- **PAGE TEXT**
Huge potential for environmental protection is becoming even more important due to recent global attention to sustainability and climate change measures. Thus, from deforestation to plastic production, from mining raw materials to the emission of greenhouse gases, business is behind an overwhelming part of environmental degradation and climate change.
Hence, the CSDDD could help to tame the beast of unethical business practice and put consumers’ minds at ease when buying products and using services.
The new directive would make it compulsory for companies to evaluate and address their actual and potential human rights and environmental impacts which, outrageously, is not the case at the moment.
The EEB confirms that “while it was a long-awaited and milestone moment, the Commission’s initial proposal for the law was not very broad in scope and presented several loopholes”; it adds that the draft is only covering about one percent of businesses (excluding SMEs from any direct liability). However, the latter are actively involved in some high-risk business activity sectors, such as the textiles, mining industries, etc.

Factors limiting the “due diligence”

- **ASSIGNMENT**
Repeat the passage on the due diligence directive word for word, starting at "The EEB confirms" and ending at "mining industries, etc.".

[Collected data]

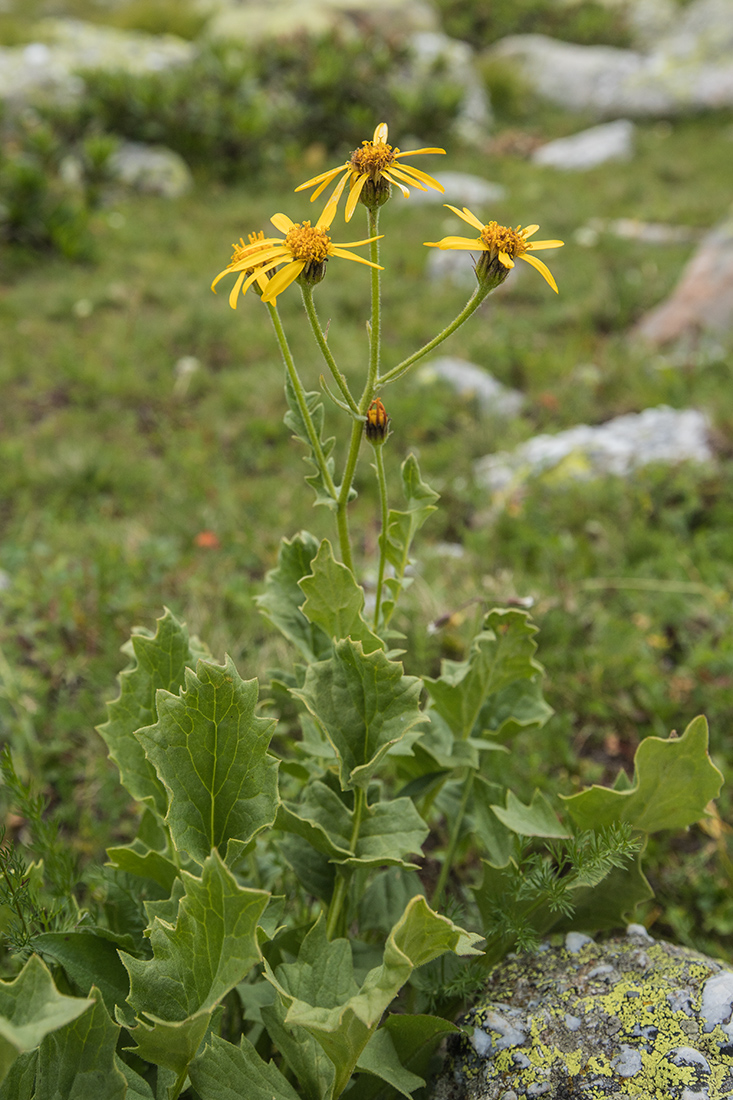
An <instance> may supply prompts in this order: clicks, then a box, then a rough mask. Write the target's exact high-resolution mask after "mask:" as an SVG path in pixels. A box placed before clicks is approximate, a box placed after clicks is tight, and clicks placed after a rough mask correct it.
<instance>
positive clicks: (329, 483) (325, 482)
mask: <svg viewBox="0 0 733 1100" xmlns="http://www.w3.org/2000/svg"><path fill="white" fill-rule="evenodd" d="M267 309H269V310H270V319H271V320H272V326H273V328H274V330H275V335H276V337H277V343H278V344H280V350H281V353H282V356H283V361H284V363H285V368H286V371H287V373H288V375H289V378H291V383H292V385H293V389H294V390H295V399H296V400H297V403H298V409H299V411H300V416H302V417H303V422H304V423H305V426H306V431H307V432H308V441H309V443H310V449H311V451H313V453H314V456H315V459H316V462H317V464H318V469H319V471H320V475H321V477H322V478H324V484H325V485H326V488H327V491H328V493H329V494H330V496H332V497H333V499H335V500H336V499H337V492H336V485H335V484H333V478H332V477H331V474H330V471H329V469H328V464H327V462H326V455H325V454H324V450H322V448H321V445H320V440H319V439H318V432H317V431H316V427H315V425H314V422H313V418H311V416H310V412H309V411H308V404H307V401H306V397H305V389H304V388H303V383H302V382H300V378H299V376H298V372H297V371H296V368H295V362H294V360H293V354H292V352H291V349H289V345H288V343H287V337H286V335H285V330H284V329H283V322H282V321H281V319H280V313H278V312H277V307H276V306H274V305H273V304H272V303H271V301H269V303H267Z"/></svg>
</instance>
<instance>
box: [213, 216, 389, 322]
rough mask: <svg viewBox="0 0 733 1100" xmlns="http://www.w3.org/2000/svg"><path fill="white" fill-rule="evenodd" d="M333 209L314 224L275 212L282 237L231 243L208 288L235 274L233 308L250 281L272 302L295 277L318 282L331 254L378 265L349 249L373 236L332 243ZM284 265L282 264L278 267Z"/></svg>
mask: <svg viewBox="0 0 733 1100" xmlns="http://www.w3.org/2000/svg"><path fill="white" fill-rule="evenodd" d="M335 212H336V208H335V207H331V206H330V204H329V205H328V206H327V207H326V209H325V210H324V212H322V213H321V216H320V218H319V219H318V221H317V222H316V224H315V226H311V224H310V222H309V221H302V222H294V221H291V219H289V218H288V217H287V215H285V213H276V215H274V216H273V217H272V218H271V219H270V220H271V222H272V223H273V226H274V227H275V229H278V230H280V231H281V233H284V234H285V240H282V239H281V238H280V237H265V235H264V234H263V233H261V234H260V235H259V237H254V234H252V235H251V237H250V244H249V246H248V245H245V244H244V242H243V241H242V242H241V244H242V246H241V248H240V246H239V245H234V254H233V256H232V257H231V262H230V263H229V265H228V266H227V267H225V270H223V271H222V272H219V274H218V275H217V277H216V278H215V281H214V283H212V284H211V289H212V290H215V288H216V285H217V283H218V282H219V279H220V278H222V277H223V276H225V275H229V274H237V282H236V283H234V285H233V287H232V289H231V293H230V295H229V305H230V306H231V308H232V309H237V303H238V300H239V295H240V292H241V293H242V294H243V295H244V294H247V292H248V290H249V288H250V287H251V286H252V284H253V283H256V284H258V285H259V287H260V289H261V290H262V300H263V301H274V300H275V298H276V297H277V295H278V294H282V293H283V290H286V289H287V287H288V286H289V285H291V283H294V282H295V279H296V278H298V276H302V277H303V278H304V279H306V281H307V282H308V283H309V284H310V285H311V286H313V285H314V284H316V283H319V282H320V281H321V278H322V277H324V274H325V272H326V264H327V262H328V260H329V257H330V256H340V257H341V259H343V260H355V261H357V263H360V264H369V266H370V267H379V266H380V265H379V264H373V263H372V262H371V261H370V260H364V259H363V256H358V255H355V254H354V253H353V252H349V251H348V250H349V249H351V248H357V245H359V244H370V243H371V242H372V241H373V240H376V238H371V237H370V238H369V239H368V240H365V241H349V242H347V243H346V244H335V243H333V241H331V238H330V235H329V233H328V230H329V229H330V223H331V220H332V217H333V213H335ZM283 264H284V266H281V265H283ZM276 267H280V271H278V272H276V273H275V274H274V275H273V276H272V278H269V277H267V276H269V273H270V272H272V271H274V270H275V268H276ZM215 293H216V292H215Z"/></svg>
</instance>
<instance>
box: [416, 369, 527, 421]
mask: <svg viewBox="0 0 733 1100" xmlns="http://www.w3.org/2000/svg"><path fill="white" fill-rule="evenodd" d="M416 376H417V379H418V382H420V383H423V385H429V384H430V383H433V382H436V381H438V379H440V381H441V382H447V383H448V385H449V386H451V387H452V388H453V389H455V390H456V393H457V394H460V396H461V397H474V398H475V400H477V401H478V404H479V407H480V409H481V411H482V412H486V414H490V415H492V416H502V417H513V416H517V415H518V414H519V411H521V409H522V406H523V405H524V404H525V397H524V394H521V393H519V392H518V390H517V389H510V388H508V387H507V386H504V385H502V383H501V382H497V381H496V378H494V376H493V375H492V374H490V373H489V371H484V370H483V368H482V367H480V366H475V364H473V363H469V362H467V361H466V360H464V359H456V357H453V356H451V355H442V356H439V357H438V359H431V360H428V362H427V363H425V364H424V366H422V367H420V368H419V370H418V371H417V375H416Z"/></svg>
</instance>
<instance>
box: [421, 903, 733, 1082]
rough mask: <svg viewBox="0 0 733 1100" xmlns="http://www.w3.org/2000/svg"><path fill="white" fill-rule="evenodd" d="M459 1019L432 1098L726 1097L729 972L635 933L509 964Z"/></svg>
mask: <svg viewBox="0 0 733 1100" xmlns="http://www.w3.org/2000/svg"><path fill="white" fill-rule="evenodd" d="M459 1023H462V1024H463V1025H466V1026H467V1029H469V1030H470V1032H469V1033H468V1034H467V1035H466V1036H460V1037H459V1036H456V1038H455V1041H453V1046H452V1048H451V1049H450V1051H449V1056H448V1060H447V1063H446V1068H445V1071H444V1074H442V1076H441V1077H440V1078H439V1079H438V1081H437V1082H436V1085H435V1088H434V1092H433V1100H524V1098H534V1097H545V1098H546V1100H581V1098H582V1100H605V1098H606V1097H614V1098H616V1100H627V1098H631V1097H642V1098H644V1100H722V1098H723V1097H731V1096H733V970H731V969H727V968H726V967H725V966H724V965H723V964H722V963H720V961H716V960H715V959H711V958H708V957H707V956H704V955H700V954H698V953H697V952H692V950H689V949H688V948H685V947H675V946H674V945H671V944H667V943H664V942H655V941H654V939H653V938H652V937H650V936H649V935H648V934H647V933H646V931H645V930H644V928H643V927H642V926H641V925H630V928H628V934H627V935H626V936H625V937H619V938H616V939H610V941H606V942H604V943H594V942H593V941H592V939H590V937H588V936H583V935H579V934H578V933H571V934H569V935H568V936H567V937H566V945H565V947H545V948H544V949H541V950H539V952H538V953H536V954H534V955H524V956H512V957H510V958H507V959H505V961H504V963H502V964H501V965H500V966H499V967H496V968H495V970H494V971H493V972H492V975H491V977H490V980H489V985H488V989H486V993H485V996H484V997H483V999H482V1001H481V1003H480V1004H477V1005H475V1007H474V1008H473V1009H471V1011H470V1012H469V1013H467V1015H466V1016H464V1018H463V1020H462V1021H459Z"/></svg>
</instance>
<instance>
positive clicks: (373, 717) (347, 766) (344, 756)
mask: <svg viewBox="0 0 733 1100" xmlns="http://www.w3.org/2000/svg"><path fill="white" fill-rule="evenodd" d="M420 687H422V684H420V681H419V680H418V679H417V678H416V676H406V675H405V674H404V672H403V668H402V664H401V663H400V662H398V661H390V660H389V659H387V658H386V657H385V654H384V653H383V652H382V651H381V650H375V651H374V652H373V653H364V651H363V648H362V646H361V642H353V641H350V640H349V639H347V640H344V641H340V642H337V645H336V647H335V653H333V657H332V658H330V659H329V660H328V661H319V662H318V663H316V664H311V665H310V667H309V668H308V671H307V673H306V679H305V683H304V686H303V690H300V691H294V692H293V694H294V695H295V696H296V697H298V698H300V700H303V702H304V703H305V705H306V706H307V707H308V709H309V711H310V713H311V714H313V715H314V717H315V718H317V719H318V720H319V722H320V724H321V726H322V727H324V729H325V730H326V734H327V736H328V739H329V740H330V742H331V745H332V746H333V748H335V749H336V752H337V755H338V758H339V778H340V780H341V787H342V788H343V789H347V788H353V787H361V788H366V787H368V785H369V783H370V781H371V779H372V775H373V774H374V772H375V770H376V768H378V767H379V763H380V761H381V759H382V757H383V756H384V755H385V753H386V752H387V750H389V749H390V747H391V746H392V745H394V744H395V742H397V741H398V740H401V738H403V737H404V736H405V734H406V733H407V731H408V730H409V729H412V727H413V726H415V725H416V724H417V723H418V722H424V720H425V715H424V714H422V713H420V709H419V706H418V702H419V694H420Z"/></svg>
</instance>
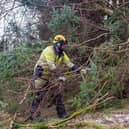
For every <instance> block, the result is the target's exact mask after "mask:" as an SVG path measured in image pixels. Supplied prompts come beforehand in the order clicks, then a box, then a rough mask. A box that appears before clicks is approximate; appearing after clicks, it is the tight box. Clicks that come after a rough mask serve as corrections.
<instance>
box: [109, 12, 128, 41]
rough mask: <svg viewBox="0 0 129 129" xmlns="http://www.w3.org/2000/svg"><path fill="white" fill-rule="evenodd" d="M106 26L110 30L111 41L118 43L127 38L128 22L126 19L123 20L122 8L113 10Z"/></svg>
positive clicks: (122, 13)
mask: <svg viewBox="0 0 129 129" xmlns="http://www.w3.org/2000/svg"><path fill="white" fill-rule="evenodd" d="M126 12H127V11H126ZM128 12H129V11H128ZM107 26H108V27H109V29H110V32H111V42H112V43H119V42H123V41H125V40H127V37H128V27H127V26H128V24H127V22H126V20H124V14H123V11H122V10H116V11H114V13H113V15H112V16H111V17H110V18H109V19H108V21H107Z"/></svg>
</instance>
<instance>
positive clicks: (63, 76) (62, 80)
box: [58, 76, 66, 82]
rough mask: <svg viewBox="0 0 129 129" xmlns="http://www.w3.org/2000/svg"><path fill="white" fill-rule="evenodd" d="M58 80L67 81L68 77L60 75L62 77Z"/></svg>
mask: <svg viewBox="0 0 129 129" xmlns="http://www.w3.org/2000/svg"><path fill="white" fill-rule="evenodd" d="M58 80H59V81H63V82H65V81H66V78H65V77H64V76H60V77H59V78H58Z"/></svg>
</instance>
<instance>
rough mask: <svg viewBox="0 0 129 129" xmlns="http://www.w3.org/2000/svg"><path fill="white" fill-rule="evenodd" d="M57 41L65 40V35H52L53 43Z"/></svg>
mask: <svg viewBox="0 0 129 129" xmlns="http://www.w3.org/2000/svg"><path fill="white" fill-rule="evenodd" d="M59 41H63V42H67V41H66V39H65V37H64V36H63V35H56V36H55V37H54V40H53V43H57V42H59Z"/></svg>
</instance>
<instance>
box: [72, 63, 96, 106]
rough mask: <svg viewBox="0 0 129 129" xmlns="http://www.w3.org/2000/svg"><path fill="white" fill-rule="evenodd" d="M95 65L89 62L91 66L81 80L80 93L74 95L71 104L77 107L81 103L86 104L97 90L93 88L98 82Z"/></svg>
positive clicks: (94, 87)
mask: <svg viewBox="0 0 129 129" xmlns="http://www.w3.org/2000/svg"><path fill="white" fill-rule="evenodd" d="M97 72H98V71H97V66H96V65H95V64H94V63H93V62H91V67H90V68H89V70H88V76H87V78H85V80H83V81H82V82H81V85H80V93H79V95H78V96H76V97H75V98H74V99H73V100H72V101H73V106H75V107H77V108H79V107H81V106H83V105H88V104H89V103H90V102H91V101H92V99H93V97H94V96H96V94H97V91H96V90H95V89H96V87H97V84H98V73H97Z"/></svg>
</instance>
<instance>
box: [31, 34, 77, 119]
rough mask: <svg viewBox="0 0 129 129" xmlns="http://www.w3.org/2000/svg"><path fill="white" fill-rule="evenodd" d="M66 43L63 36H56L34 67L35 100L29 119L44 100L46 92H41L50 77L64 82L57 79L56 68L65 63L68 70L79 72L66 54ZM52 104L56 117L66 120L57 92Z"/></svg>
mask: <svg viewBox="0 0 129 129" xmlns="http://www.w3.org/2000/svg"><path fill="white" fill-rule="evenodd" d="M67 44H68V42H67V40H66V39H65V37H64V36H63V35H56V36H55V37H54V39H53V45H51V46H48V47H46V48H45V49H44V50H43V51H42V53H41V56H40V58H39V60H38V61H37V63H36V65H35V67H34V85H35V89H36V95H35V99H34V100H33V102H32V106H31V111H30V115H29V119H31V120H32V119H33V115H34V113H35V112H36V110H37V108H38V107H39V105H40V103H41V101H42V99H43V98H44V96H45V94H46V92H47V90H42V89H43V88H44V87H47V86H48V85H49V82H50V81H52V80H51V79H52V77H55V78H58V80H62V81H64V80H65V78H64V77H59V74H58V67H60V65H61V64H62V63H65V64H66V65H67V66H68V67H69V68H70V70H72V71H76V72H77V71H79V70H78V67H77V66H76V65H74V64H73V63H72V62H71V61H70V59H69V57H68V56H67V54H66V53H65V51H64V50H65V48H66V46H67ZM53 104H55V106H56V111H57V115H58V117H59V118H66V117H68V114H67V113H66V110H65V106H64V104H63V102H62V94H61V93H60V92H59V93H57V94H56V96H54V98H53Z"/></svg>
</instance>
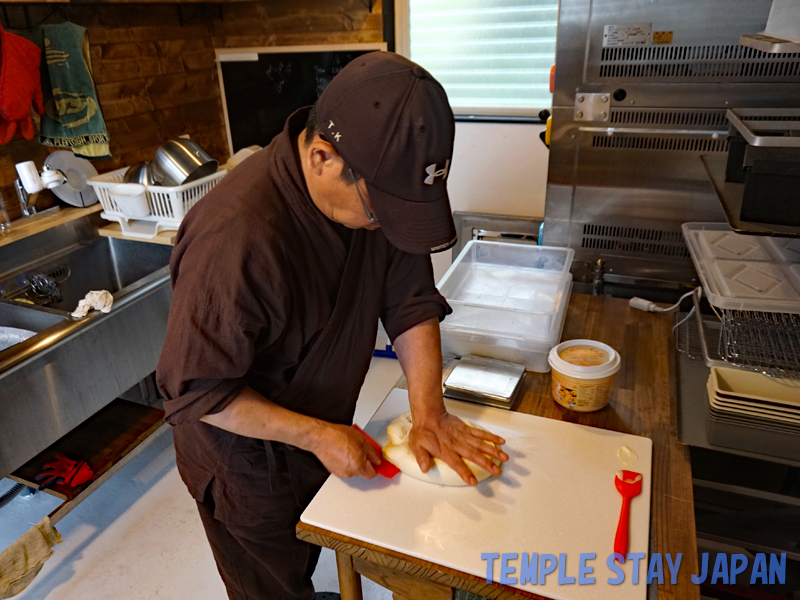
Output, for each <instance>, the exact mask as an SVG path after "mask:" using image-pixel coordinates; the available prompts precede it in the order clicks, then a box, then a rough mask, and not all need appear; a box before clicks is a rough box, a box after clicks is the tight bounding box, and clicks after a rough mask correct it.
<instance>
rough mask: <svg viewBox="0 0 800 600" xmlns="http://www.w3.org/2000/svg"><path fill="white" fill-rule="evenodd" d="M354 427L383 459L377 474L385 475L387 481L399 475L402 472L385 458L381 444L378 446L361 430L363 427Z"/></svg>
mask: <svg viewBox="0 0 800 600" xmlns="http://www.w3.org/2000/svg"><path fill="white" fill-rule="evenodd" d="M352 427H353V429H355V430H356V431H358V432H359V433H360V434H361V435H363V436H364V438H365V439H366V440H367V442H369V445H370V446H372V447H373V448H374V449H375V452H377V453H378V456H380V457H381V464H379V465H378V466H377V467H375V472H376V473H377V474H378V475H383V476H384V477H386V479H391V478H392V477H394V476H395V475H397V474H398V473H399V472H400V469H398V468H397V467H395V466H394V465H393V464H392V463H390V462H389V461H388V460H386V459H385V458H384V457H383V449H382V448H381V446H380V444H378V442H376V441H375V440H373V439H372V438H371V437H369V436H368V435H367V434H366V433H365V432H364V430H363V429H361V427H359V426H358V425H353V426H352Z"/></svg>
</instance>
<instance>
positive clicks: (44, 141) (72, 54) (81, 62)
mask: <svg viewBox="0 0 800 600" xmlns="http://www.w3.org/2000/svg"><path fill="white" fill-rule="evenodd" d="M35 37H36V40H37V41H38V43H39V47H40V48H41V49H42V52H43V53H44V63H43V65H42V91H43V93H44V106H45V114H44V115H43V116H42V131H41V133H40V135H39V141H40V142H41V143H42V144H44V145H45V146H55V147H56V148H64V149H66V148H70V149H72V151H73V152H74V153H75V154H77V155H78V156H83V157H84V158H95V159H96V158H108V157H110V156H111V154H110V153H109V151H108V130H107V129H106V124H105V121H103V114H102V113H101V112H100V104H99V103H98V101H97V91H96V90H95V87H94V80H93V79H92V62H91V58H90V57H89V35H88V34H87V33H86V30H85V29H84V28H83V27H80V26H79V25H75V23H69V22H67V23H61V24H60V25H42V26H41V27H39V28H38V29H37V31H36V32H35Z"/></svg>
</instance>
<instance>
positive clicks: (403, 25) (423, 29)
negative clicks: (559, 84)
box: [395, 0, 558, 116]
mask: <svg viewBox="0 0 800 600" xmlns="http://www.w3.org/2000/svg"><path fill="white" fill-rule="evenodd" d="M395 6H396V11H397V13H398V14H397V18H396V34H397V49H398V52H401V53H402V54H405V55H406V56H408V57H410V58H411V60H413V61H415V62H417V63H419V64H421V65H422V66H424V67H425V68H426V69H428V71H430V72H431V74H432V75H433V76H434V77H436V78H437V79H438V80H439V81H440V82H441V83H442V85H444V87H445V89H446V90H447V96H448V98H449V99H450V104H451V106H452V107H453V111H454V112H455V113H456V114H457V115H492V116H535V115H537V114H538V112H539V110H540V109H542V108H549V107H550V106H551V104H552V94H550V67H551V66H552V65H553V64H554V62H555V50H556V27H557V24H558V0H402V1H398V2H397V3H396V5H395Z"/></svg>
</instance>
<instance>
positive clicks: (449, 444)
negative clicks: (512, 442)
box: [408, 412, 508, 485]
mask: <svg viewBox="0 0 800 600" xmlns="http://www.w3.org/2000/svg"><path fill="white" fill-rule="evenodd" d="M413 423H414V426H413V427H412V429H411V433H410V434H409V438H408V442H409V446H410V447H411V451H412V452H413V453H414V456H415V457H416V459H417V464H419V468H420V469H422V472H423V473H427V472H428V469H430V468H431V464H432V462H433V457H436V458H440V459H442V460H443V461H445V462H446V463H447V464H448V465H450V466H451V467H452V468H453V469H454V470H455V472H456V473H458V474H459V476H460V477H461V479H463V480H464V482H465V483H467V484H469V485H477V483H478V480H477V479H476V478H475V475H473V474H472V471H470V470H469V467H468V466H467V465H466V463H465V462H464V459H469V460H471V461H472V462H474V463H475V464H477V465H480V466H481V467H483V468H484V469H486V470H487V471H489V472H490V473H493V474H495V475H500V473H502V469H501V468H500V466H498V465H496V464H495V463H494V462H492V461H491V459H490V458H489V457H490V456H491V457H493V458H496V459H497V460H499V461H501V462H505V461H507V460H508V455H507V454H506V453H505V452H503V451H502V450H501V449H500V448H497V447H495V446H492V445H491V444H488V443H487V442H491V443H492V444H497V445H498V446H500V445H502V444H505V440H504V439H503V438H501V437H499V436H496V435H494V434H493V433H489V432H488V431H483V430H482V429H476V428H474V427H469V426H467V425H465V424H464V423H463V422H462V421H461V419H459V418H458V417H456V416H453V415H451V414H449V413H447V412H444V413H442V414H440V415H437V416H435V417H431V418H428V419H425V420H424V421H422V422H417V420H414V422H413ZM487 455H488V456H487Z"/></svg>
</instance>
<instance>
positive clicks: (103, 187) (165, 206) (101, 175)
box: [88, 167, 228, 239]
mask: <svg viewBox="0 0 800 600" xmlns="http://www.w3.org/2000/svg"><path fill="white" fill-rule="evenodd" d="M127 170H128V169H127V167H123V168H121V169H117V170H116V171H111V172H109V173H103V174H102V175H98V176H97V177H92V178H91V179H89V180H88V182H89V185H91V186H92V187H93V188H94V190H95V193H96V194H97V197H98V198H99V199H100V204H101V205H102V207H103V212H102V213H100V216H102V217H103V218H105V219H107V220H109V221H117V222H119V223H120V225H121V226H122V231H123V233H125V234H126V235H130V236H132V237H139V238H145V239H149V238H153V237H155V236H156V235H157V234H158V232H159V231H163V230H167V229H177V228H178V226H179V225H180V223H181V221H182V220H183V217H185V216H186V213H187V212H189V209H190V208H192V206H194V205H195V204H196V203H197V201H198V200H199V199H200V198H202V197H203V196H205V195H206V194H207V193H208V192H209V191H211V189H212V188H214V186H216V185H217V184H218V183H219V182H220V181H221V180H222V178H223V177H225V175H226V174H227V173H228V172H227V171H225V170H220V171H217V172H216V173H213V174H212V175H208V176H207V177H203V178H202V179H198V180H197V181H193V182H191V183H186V184H184V185H178V186H172V187H167V186H160V185H148V186H145V188H146V195H147V203H148V205H149V206H150V214H149V215H148V216H146V217H139V218H137V219H135V221H136V222H137V223H131V221H132V220H131V219H130V218H129V217H127V216H125V214H124V213H123V212H122V211H121V210H120V207H119V206H118V205H117V203H116V202H115V201H114V199H113V198H112V197H111V196H110V195H109V193H108V192H109V190H110V189H112V188H113V187H115V186H117V185H119V184H120V183H123V178H124V176H125V171H127Z"/></svg>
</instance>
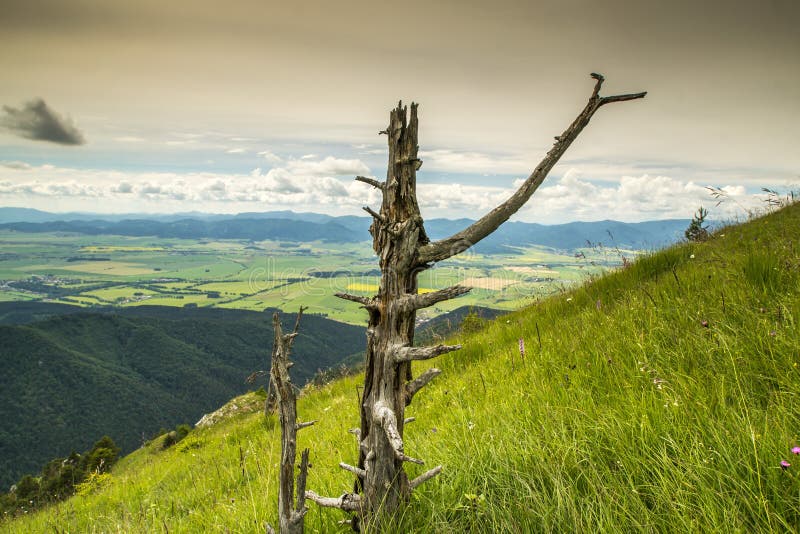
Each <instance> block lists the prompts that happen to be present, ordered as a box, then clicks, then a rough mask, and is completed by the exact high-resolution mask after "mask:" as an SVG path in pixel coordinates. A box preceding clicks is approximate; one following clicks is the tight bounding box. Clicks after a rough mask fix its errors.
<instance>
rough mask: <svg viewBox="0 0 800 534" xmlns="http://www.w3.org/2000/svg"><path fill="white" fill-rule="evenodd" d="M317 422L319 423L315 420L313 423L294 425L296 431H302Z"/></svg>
mask: <svg viewBox="0 0 800 534" xmlns="http://www.w3.org/2000/svg"><path fill="white" fill-rule="evenodd" d="M316 422H317V420H316V419H314V420H313V421H306V422H304V423H297V424H295V425H294V429H295V430H302V429H304V428H308V427H310V426H311V425H313V424H314V423H316Z"/></svg>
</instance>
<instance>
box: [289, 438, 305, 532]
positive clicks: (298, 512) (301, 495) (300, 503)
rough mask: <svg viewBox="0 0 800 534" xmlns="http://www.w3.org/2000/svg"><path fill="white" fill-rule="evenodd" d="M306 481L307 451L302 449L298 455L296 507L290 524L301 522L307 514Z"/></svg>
mask: <svg viewBox="0 0 800 534" xmlns="http://www.w3.org/2000/svg"><path fill="white" fill-rule="evenodd" d="M307 479H308V449H303V452H302V453H301V455H300V474H299V475H298V476H297V506H296V507H295V510H294V513H292V522H293V523H298V522H300V521H302V519H303V516H305V515H306V512H308V508H306V480H307Z"/></svg>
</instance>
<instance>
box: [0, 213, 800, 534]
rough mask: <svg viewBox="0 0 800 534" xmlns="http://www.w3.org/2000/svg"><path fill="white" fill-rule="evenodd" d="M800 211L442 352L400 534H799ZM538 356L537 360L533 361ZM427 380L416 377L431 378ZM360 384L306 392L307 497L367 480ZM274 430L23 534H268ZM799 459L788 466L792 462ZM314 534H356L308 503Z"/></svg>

- **SOLUTION TO THIS PROBLEM**
The EEB confirms that “while it was a long-awaited and milestone moment, the Commission’s initial proposal for the law was not very broad in scope and presented several loopholes”; it adds that the draft is only covering about one percent of businesses (excluding SMEs from any direct liability). However, the latter are actively involved in some high-risk business activity sectors, such as the textiles, mining industries, etc.